■ Textauszug ■
Dazu wird es aber vorerst nicht kommen. Am Zinsniveau änderten die Währungshüter am Donnerstag nichts. Der Schlüsselsatz zur Versorgung der Geschäftsbanken mit Geld liegt bereits seit März 2016 bei 0,0 Prozent. Zudem müssen Banken Strafzinsen zahlen, wenn sie bei der EZB überschüssige Gelder parken. Aktuell liegt der sogenannte Einlagensatz bei minus 0,5 Prozent. Die Euro-Wächter wollen ihre Schlüsselzinsen noch solange auf dem derzeitigen oder einem tieferen Niveau halten, bis sich die Inflationsaussichten wieder deutlich der Marke von knapp zwei Prozent annähern. "Der EZB-Rat steht weiter bereit, alle seine Instrumente nötigenfalls anzupassen", sagte Draghi.
Eingetrübte Konjunktur
Die Konjunkturaussichten für den Euroraum haben sich in den vergangen Monaten merklich eingetrübt. Vor allem die exportabhängige deutsche Industrie schwächelt. Die seit der vorigen Zinssitzung hereingekommenen Daten bestätigten das Bild einer "sich hinziehenden Schwäche" der Eurozone beim Wachstum, sagte Draghi. Die Inflationsrate war in der Währungsgemeinschaft zuletzt auf 0,8 Prozent gesunken. Damit liegt das Inflationsziel der EZB von knapp unter zwei Prozent weit entfernt. Die EZB hatte letztmalig im Jahr 2011 ihre Zinsen erhöht. Draghi ist damit der bisher einzige Präsident, in dessen Amtszeit die Notenbank kein einziges Mal ihre Zinsen angehoben hat.
Draghi bekräftigte außerdem, dass die EZB ihre Anleihenkäufe ab November wieder aufnehmen werde. Je Monat sollen Wertpapiere im Umfang von 20 Milliarden Euro erworben werden. Ein konkretes Enddatum für die Transaktionen nannte er nicht. Sie sollen erst dann beendet werden, wenn die EZB kurz vor einer Zinserhöhung steht. Bis Ende 2018 wurden bereits Staatsanleihen und andere Wertpapiere im Volumen von 2,6 Billionen Euro erworben. Die Käufe sind insbesondere in Deutschland umstritten. Die Einnahmen aus fällig werdenden Titeln wollen die Euro-Wächter auch nach einer Erhöhung der Leitzinsen noch für längere Zeit in Anleihen reinvestieren.

■ Gegebene Angaben ■
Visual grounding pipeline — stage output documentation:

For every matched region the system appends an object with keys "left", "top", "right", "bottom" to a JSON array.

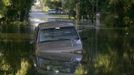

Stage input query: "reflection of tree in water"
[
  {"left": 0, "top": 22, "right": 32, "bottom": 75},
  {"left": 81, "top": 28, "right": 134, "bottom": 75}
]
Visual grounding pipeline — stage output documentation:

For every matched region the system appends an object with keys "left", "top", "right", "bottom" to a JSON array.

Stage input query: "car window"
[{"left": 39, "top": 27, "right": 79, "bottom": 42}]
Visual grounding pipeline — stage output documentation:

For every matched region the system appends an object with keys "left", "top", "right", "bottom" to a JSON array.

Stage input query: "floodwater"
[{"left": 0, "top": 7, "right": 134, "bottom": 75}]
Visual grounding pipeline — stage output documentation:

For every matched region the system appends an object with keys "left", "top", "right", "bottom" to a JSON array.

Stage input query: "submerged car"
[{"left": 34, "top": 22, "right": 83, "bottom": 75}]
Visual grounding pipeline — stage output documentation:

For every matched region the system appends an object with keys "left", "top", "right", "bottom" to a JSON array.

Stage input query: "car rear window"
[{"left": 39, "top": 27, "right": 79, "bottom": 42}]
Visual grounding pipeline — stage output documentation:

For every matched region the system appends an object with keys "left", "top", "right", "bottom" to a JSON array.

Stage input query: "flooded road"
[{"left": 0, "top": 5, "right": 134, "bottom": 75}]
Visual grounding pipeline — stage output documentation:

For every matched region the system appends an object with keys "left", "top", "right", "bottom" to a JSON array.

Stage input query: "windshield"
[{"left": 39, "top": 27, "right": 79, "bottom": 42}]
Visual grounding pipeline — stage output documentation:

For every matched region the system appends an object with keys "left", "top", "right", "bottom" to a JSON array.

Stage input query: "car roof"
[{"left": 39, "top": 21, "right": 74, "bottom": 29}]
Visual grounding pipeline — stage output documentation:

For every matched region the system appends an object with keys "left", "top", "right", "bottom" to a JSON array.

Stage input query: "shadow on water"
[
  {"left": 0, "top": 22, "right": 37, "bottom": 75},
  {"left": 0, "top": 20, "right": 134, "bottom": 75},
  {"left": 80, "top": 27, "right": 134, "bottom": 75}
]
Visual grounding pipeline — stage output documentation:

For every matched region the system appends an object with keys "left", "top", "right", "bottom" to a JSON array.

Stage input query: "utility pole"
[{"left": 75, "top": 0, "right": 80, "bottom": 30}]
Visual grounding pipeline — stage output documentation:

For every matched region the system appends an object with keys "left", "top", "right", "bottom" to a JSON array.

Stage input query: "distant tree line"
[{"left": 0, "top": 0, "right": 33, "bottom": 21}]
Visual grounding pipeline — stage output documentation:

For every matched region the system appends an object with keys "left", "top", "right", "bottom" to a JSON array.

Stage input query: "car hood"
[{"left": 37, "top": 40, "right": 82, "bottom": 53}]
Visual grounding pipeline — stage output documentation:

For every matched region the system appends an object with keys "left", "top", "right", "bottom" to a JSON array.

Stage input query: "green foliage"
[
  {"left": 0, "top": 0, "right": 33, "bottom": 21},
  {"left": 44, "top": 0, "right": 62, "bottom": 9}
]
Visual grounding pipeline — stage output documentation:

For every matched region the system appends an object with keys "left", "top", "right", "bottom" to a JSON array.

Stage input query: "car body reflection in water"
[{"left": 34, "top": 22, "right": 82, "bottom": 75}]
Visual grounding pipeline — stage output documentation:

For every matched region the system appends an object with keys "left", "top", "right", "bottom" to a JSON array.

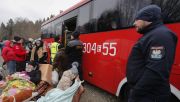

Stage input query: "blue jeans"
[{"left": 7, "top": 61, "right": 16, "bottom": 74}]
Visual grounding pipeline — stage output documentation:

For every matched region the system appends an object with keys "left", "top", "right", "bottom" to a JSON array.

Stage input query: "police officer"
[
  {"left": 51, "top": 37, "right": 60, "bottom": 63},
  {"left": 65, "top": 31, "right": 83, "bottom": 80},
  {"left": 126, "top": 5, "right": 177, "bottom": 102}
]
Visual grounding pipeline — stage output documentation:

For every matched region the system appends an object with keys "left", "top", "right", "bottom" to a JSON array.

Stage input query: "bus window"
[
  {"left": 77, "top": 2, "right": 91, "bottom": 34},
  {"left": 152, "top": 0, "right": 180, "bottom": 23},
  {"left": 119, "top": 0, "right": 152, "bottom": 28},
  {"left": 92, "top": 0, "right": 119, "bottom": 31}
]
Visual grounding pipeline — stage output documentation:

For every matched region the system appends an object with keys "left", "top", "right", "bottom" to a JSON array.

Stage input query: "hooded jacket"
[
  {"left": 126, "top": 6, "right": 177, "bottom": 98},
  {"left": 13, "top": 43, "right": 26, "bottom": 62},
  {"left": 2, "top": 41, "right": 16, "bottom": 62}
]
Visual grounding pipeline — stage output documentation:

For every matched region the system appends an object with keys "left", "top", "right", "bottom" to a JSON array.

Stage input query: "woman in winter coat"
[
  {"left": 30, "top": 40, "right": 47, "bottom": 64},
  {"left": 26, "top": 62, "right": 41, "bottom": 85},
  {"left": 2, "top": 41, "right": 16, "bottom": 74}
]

---

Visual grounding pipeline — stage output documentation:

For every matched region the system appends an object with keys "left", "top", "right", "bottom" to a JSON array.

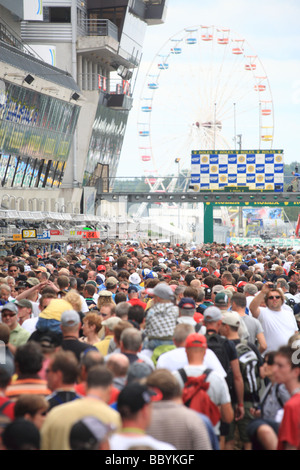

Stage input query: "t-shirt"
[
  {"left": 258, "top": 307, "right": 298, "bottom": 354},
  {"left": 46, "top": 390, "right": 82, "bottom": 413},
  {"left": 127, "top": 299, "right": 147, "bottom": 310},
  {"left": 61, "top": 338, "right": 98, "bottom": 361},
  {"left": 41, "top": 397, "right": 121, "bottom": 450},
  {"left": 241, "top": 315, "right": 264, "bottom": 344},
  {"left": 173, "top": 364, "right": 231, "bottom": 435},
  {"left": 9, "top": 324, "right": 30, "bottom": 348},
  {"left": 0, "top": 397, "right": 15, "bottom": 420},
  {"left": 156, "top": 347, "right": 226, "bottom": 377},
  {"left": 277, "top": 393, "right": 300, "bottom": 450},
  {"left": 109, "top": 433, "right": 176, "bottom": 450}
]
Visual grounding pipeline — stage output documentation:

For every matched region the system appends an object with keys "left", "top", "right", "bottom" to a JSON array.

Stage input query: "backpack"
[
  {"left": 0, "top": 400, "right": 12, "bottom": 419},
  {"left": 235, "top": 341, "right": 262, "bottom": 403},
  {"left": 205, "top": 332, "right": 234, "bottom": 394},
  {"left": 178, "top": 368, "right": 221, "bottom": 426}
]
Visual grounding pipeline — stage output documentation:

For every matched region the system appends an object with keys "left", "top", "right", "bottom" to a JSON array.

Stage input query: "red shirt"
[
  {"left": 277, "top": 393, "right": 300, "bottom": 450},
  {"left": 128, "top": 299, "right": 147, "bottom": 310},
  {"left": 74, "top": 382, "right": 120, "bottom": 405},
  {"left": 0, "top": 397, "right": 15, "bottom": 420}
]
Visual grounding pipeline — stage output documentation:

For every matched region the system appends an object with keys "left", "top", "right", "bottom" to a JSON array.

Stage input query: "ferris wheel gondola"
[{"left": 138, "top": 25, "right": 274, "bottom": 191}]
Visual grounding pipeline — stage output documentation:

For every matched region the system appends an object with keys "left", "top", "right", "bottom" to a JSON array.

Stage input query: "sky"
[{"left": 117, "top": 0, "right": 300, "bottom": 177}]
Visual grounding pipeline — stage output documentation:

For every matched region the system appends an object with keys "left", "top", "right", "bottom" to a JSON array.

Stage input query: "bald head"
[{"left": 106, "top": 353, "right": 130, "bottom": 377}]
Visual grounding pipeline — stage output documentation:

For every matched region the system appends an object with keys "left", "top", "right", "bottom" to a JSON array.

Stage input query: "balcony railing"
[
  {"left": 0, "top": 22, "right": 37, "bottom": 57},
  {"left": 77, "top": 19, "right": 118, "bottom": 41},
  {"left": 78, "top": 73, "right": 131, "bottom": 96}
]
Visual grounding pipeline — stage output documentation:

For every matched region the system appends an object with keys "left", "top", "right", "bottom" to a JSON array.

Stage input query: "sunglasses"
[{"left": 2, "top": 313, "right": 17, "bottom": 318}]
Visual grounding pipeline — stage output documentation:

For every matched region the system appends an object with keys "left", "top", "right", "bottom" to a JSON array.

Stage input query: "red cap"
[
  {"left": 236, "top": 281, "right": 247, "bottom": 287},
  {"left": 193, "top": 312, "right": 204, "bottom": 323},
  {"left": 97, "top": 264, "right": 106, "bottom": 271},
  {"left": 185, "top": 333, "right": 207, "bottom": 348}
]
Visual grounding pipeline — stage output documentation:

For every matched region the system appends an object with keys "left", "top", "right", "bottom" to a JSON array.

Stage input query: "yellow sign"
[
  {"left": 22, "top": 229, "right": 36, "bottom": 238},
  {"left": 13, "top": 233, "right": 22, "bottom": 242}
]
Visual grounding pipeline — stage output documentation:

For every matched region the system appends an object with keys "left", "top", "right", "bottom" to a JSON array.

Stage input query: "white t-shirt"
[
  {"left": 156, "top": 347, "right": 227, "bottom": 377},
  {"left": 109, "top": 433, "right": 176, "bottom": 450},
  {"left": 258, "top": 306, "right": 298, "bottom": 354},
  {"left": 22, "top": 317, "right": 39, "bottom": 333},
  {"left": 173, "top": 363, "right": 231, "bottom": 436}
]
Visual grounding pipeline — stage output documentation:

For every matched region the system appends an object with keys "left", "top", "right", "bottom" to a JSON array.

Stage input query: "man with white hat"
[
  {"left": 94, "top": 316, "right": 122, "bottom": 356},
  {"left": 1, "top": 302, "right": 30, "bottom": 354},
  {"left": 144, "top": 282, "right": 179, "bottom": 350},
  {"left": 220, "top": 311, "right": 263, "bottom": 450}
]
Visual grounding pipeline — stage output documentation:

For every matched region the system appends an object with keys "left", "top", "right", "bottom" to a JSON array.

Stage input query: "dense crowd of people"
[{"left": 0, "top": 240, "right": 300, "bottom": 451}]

■ Zur Aufgabe ■
Schreibe den Text über die Zinspolitik der EZB im Anschluss an seinen letzten Satz weiter.

■ Deine Antwort ■
"Sie weiß sehr gut, was zu tun ist"
Seiner Nachfolgerin Lagarde will Draghi öffentlich keine Ratschläge erteilen. "Sie weiß sehr gut, was zu tun ist", sagte er. "Ratschläge sind nicht notwendig." Sie habe viel Zeit bekommen, um sich ihre eigene Meinung zum EZB-Rat zu bilden, und an der Ratssitzung am Donnerstag teilgenommen. Die Französin hat bereits in Aussicht gestellt, die ultralockere Geldpolitik Draghis fortzusetzen. Allerdings sprach sie sich auch dafür aus, deren möglichen negativen Effekte im Blick zu haben. Commerzbank-Chefökonom Jörg Krämer erklärte, mittelfristig werde die EZB ihre Wachstumsprognosen weiter senken müssen. "Wir rechnen deshalb für das Ende des ersten Quartals mit einer weiteren Lockerung der Geldpolitik."
Positiv äußerte sich Draghi zur Nominierung der deutschen Wirtschaftsweisen Isabel Schnabel für das Direktorium der EZB. "Isabel ist eine ausgezeichnete Ökonomin. Sie wird es gut machen." Schnabel habe das Zeug dazu, die Diskussion innerhalb und außerhalb der EZB zu bereichern. "Wir sollten ihre Nominierung wärmstens begrüßen." Die deutsche Regierung hat die Professorin für Finanzmarktökonomie an der Universität Bonn als Nachfolgerin der deutschen Direktorin Sabine Lautenschläger vorgeschlagen, die Ende Oktober vorzeitig zurücktreten wird. Lautenschläger hatte die den EZB-Kurs wiederholt kritisiert. Experten gehen davon aus, dass mit Schnabel die starke Kritik Deutschlands innerhalb der EZB etwas abnehmen wird.